→ Enunciado da tarefa: Transcreva sem alterações a parte do trecho sobre a aldeia de Yanahin que começa nas palavras "E foi usando" e termina logo depois de "brilho do sol.".

E foi usando a comunicação pela Internet que passei bom tempo orientando o Yanahin. Dei palpites e sugestões para abordagem de um tema em que ele era, e é, privilegiado pela presença permanente e ter um olhar digamos diferente dos fotógrafos forasteiros, como os amigos Rogério Reis, Igo Estrela, Evandro Teixeira, eu mesmo e outros mais.

Porém, intrigou-me um detalhe: de que maneira Yanahin dispunha de energia elétrica para pôr em funcionamento seu computador e, sobretudo, manter carregadas as baterias de sua câmara digital?

– Simples. Conseguimos com o pessoal do ISA-Instituto Sócio Ambiental, um conjunto de placas solares com capacidade para armazenar energia para os aparelhos eletrônicos de nossa aldeia, a Piyulaga Waurá. Aqui nunca falta luz, porque aproveitamos o brilho do sol.

Na aldeia de Yanahin, a antena que permite conexão com a internet via satélite. Também a placa de capitação de energia solar. E, ainda, o telefone comunitário que serve a todos os índios na aldeia Pyiulaga. Lá, alguns casebres de alvenaria com telhado de zinco, e cercas de arame farpado se misturam com árvores frutíferas.

→ Dados fornecidos:

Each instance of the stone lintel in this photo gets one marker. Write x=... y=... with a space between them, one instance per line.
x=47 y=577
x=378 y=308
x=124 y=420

→ Resposta do exercício:
E foi usando a comunicação pela Internet que passei bom tempo orientando o Yanahin. Dei palpites e sugestões para abordagem de um tema em que ele era, e é, privilegiado pela presença permanente e ter um olhar digamos diferente dos fotógrafos forasteiros, como os amigos Rogério Reis, Igo Estrela, Evandro Teixeira, eu mesmo e outros mais.

Porém, intrigou-me um detalhe: de que maneira Yanahin dispunha de energia elétrica para pôr em funcionamento seu computador e, sobretudo, manter carregadas as baterias de sua câmara digital?

– Simples. Conseguimos com o pessoal do ISA-Instituto Sócio Ambiental, um conjunto de placas solares com capacidade para armazenar energia para os aparelhos eletrônicos de nossa aldeia, a Piyulaga Waurá. Aqui nunca falta luz, porque aproveitamos o brilho do sol.